__YOUR OBJECTIVE__:
Show every line below that has the word "green" in it. Case counts.

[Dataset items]
════
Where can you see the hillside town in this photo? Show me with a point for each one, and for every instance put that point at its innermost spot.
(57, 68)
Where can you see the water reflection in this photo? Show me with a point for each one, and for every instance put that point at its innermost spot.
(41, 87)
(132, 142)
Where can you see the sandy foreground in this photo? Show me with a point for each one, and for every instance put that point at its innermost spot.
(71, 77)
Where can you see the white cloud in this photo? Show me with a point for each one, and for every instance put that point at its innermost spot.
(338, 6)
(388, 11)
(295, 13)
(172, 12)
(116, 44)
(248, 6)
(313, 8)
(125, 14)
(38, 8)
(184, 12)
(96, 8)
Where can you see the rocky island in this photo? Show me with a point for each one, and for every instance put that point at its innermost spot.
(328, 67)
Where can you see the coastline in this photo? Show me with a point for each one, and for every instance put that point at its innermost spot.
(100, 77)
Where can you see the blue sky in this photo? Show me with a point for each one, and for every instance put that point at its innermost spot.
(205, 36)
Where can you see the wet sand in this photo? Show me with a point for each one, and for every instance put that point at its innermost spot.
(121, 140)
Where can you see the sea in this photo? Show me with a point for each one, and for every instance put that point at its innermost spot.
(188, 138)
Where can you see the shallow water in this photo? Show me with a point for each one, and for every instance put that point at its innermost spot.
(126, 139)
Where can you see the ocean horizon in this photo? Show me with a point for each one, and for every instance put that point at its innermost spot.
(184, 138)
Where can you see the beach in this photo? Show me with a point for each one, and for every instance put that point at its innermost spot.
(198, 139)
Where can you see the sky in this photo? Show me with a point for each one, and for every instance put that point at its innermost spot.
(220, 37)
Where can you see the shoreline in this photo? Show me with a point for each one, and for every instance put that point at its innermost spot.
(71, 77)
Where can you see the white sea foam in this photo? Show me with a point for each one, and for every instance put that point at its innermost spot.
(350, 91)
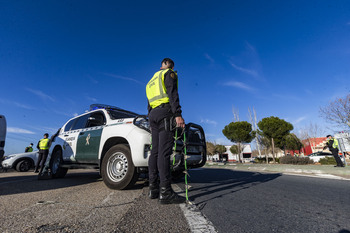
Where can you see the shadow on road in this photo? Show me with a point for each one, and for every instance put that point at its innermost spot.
(212, 183)
(29, 183)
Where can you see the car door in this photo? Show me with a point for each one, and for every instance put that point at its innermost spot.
(89, 138)
(71, 137)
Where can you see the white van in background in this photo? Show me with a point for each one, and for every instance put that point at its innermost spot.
(2, 135)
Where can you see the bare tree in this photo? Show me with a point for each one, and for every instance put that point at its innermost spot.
(235, 114)
(253, 121)
(337, 111)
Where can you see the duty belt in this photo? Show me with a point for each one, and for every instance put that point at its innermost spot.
(163, 106)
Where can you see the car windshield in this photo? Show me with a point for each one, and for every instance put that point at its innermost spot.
(120, 114)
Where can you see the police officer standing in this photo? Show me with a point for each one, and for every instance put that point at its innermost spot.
(163, 104)
(333, 146)
(43, 146)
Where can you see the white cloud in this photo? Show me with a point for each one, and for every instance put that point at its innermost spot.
(124, 78)
(92, 99)
(239, 85)
(41, 94)
(18, 130)
(245, 70)
(209, 57)
(300, 119)
(207, 121)
(16, 104)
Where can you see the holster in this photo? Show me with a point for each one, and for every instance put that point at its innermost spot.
(169, 123)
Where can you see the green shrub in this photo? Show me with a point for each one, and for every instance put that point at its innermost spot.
(328, 161)
(288, 159)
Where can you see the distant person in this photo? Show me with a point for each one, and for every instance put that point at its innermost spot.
(43, 146)
(333, 145)
(29, 148)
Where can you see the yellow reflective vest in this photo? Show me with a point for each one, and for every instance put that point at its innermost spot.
(44, 144)
(335, 144)
(156, 91)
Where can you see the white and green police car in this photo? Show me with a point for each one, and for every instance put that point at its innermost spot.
(115, 141)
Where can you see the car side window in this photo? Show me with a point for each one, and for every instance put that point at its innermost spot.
(80, 122)
(69, 125)
(96, 119)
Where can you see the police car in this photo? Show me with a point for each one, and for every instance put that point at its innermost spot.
(118, 143)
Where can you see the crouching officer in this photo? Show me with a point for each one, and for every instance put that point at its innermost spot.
(163, 104)
(333, 145)
(43, 146)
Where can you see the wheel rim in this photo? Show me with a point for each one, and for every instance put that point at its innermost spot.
(117, 167)
(25, 166)
(56, 163)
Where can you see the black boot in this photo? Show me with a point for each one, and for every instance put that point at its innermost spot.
(168, 196)
(153, 191)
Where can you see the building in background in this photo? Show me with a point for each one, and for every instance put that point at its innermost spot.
(229, 157)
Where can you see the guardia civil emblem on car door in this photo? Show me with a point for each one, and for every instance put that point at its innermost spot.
(87, 140)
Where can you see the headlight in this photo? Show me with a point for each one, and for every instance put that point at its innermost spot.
(9, 157)
(142, 122)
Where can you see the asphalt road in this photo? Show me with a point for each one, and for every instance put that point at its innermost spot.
(236, 201)
(81, 202)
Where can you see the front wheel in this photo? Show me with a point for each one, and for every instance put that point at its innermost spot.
(57, 171)
(117, 168)
(23, 166)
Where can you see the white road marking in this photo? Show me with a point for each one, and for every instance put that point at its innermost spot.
(196, 220)
(323, 176)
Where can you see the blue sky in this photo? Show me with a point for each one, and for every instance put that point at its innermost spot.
(284, 58)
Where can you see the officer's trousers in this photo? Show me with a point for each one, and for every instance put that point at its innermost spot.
(162, 145)
(41, 160)
(335, 153)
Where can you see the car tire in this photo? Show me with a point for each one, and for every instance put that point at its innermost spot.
(24, 165)
(57, 171)
(117, 168)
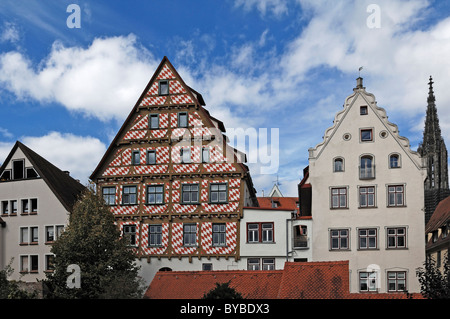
════
__EXERCISE RESULT__:
Where can you see the green shrub in this photo? Show me with a point for each one, and for every instance put that point at its innermost spot.
Where can you see the white and green police car in this photo? Show me with a point for each one, and for every instance put that point at its innermost spot.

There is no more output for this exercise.